### EXERCISE INSTRUCTIONS
Rewrite the rows from the line with "Query: **lit candle**" up to and including the line with "271], [299, 276]]", changing "lit candle" to "burning candle" and leaving everything else as it is. Give back only those rows.

### TASK INPUT
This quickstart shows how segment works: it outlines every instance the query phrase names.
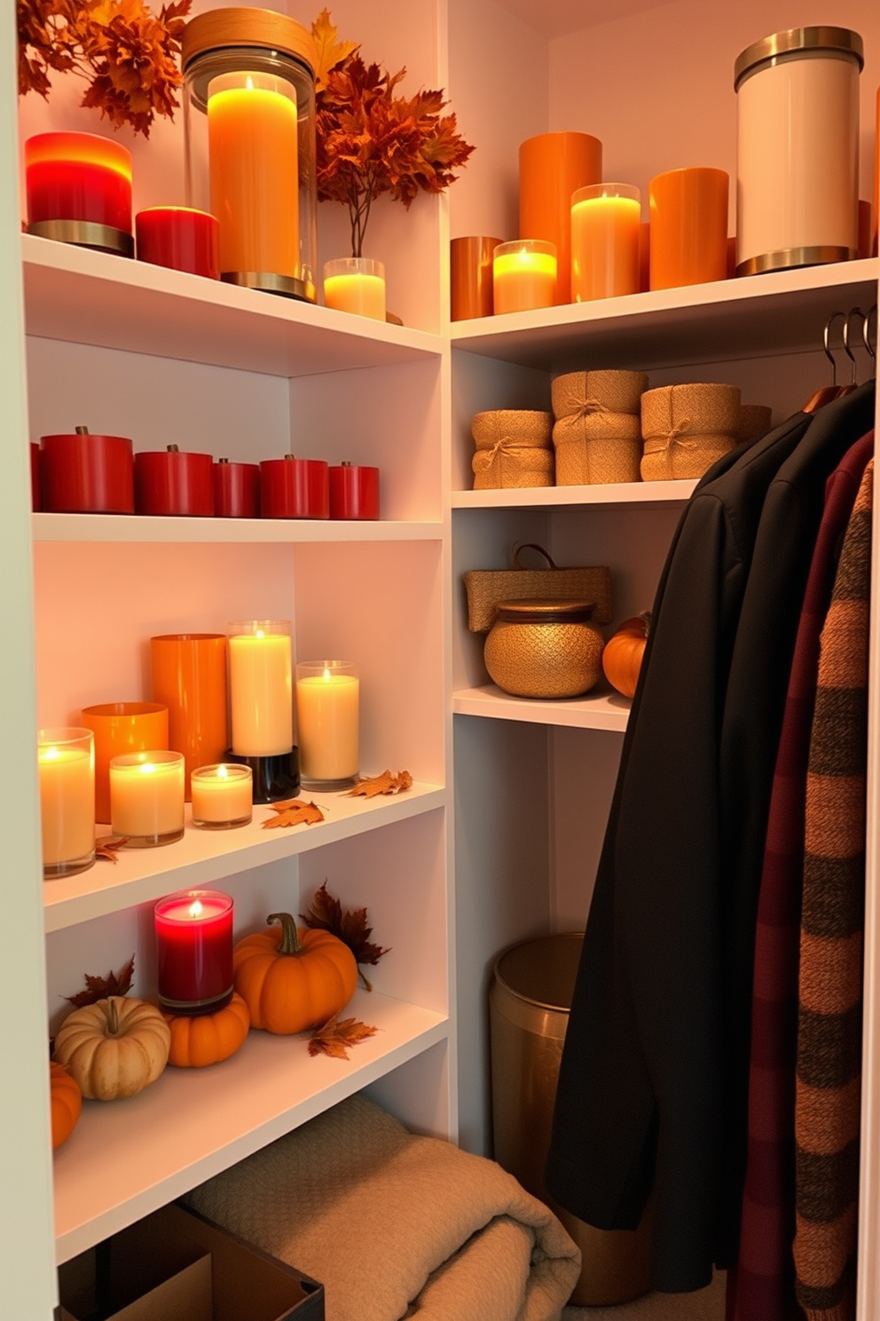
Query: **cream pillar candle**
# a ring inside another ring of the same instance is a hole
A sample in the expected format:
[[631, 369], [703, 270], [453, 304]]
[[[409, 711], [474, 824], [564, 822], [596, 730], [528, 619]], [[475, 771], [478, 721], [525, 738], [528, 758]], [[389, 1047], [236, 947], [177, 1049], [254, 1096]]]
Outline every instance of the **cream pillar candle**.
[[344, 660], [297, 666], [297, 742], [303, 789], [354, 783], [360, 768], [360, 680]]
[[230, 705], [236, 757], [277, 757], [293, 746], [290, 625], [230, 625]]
--
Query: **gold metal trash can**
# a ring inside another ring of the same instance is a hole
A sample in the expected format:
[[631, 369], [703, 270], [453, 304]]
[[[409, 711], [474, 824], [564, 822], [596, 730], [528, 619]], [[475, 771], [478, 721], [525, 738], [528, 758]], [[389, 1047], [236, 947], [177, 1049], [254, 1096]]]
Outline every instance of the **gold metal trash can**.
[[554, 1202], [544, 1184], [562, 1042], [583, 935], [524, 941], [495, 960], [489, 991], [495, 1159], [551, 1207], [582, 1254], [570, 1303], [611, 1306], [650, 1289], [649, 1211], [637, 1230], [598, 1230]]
---
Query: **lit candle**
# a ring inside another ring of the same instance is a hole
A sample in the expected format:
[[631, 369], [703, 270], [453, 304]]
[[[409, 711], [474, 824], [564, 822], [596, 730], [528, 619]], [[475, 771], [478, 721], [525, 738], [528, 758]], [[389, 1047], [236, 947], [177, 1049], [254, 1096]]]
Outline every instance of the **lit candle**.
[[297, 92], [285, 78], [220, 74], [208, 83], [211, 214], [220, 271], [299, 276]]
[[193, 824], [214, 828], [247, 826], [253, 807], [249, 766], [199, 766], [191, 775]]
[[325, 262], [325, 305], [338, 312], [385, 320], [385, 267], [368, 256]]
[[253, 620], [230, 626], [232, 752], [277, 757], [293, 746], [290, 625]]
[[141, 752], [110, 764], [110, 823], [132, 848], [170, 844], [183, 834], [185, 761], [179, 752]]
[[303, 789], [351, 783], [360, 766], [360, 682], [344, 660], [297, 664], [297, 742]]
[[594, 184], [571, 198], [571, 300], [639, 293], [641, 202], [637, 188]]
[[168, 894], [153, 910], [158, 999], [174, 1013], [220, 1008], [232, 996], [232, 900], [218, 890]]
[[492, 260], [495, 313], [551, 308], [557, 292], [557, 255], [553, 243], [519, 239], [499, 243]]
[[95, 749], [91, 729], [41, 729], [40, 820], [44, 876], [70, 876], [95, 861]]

### WORKED SOLUTION
Query: **burning candle**
# a ring inside another ring of the same instance is a hole
A sample in the expected format:
[[631, 369], [703, 270], [453, 304]]
[[[409, 711], [474, 824], [564, 822], [596, 730], [528, 619]], [[475, 771], [478, 721], [525, 738], [528, 758]], [[389, 1047], [236, 947], [177, 1049], [254, 1096]]]
Outline every instance of the **burning candle**.
[[297, 92], [285, 78], [220, 74], [208, 83], [211, 214], [220, 271], [299, 276]]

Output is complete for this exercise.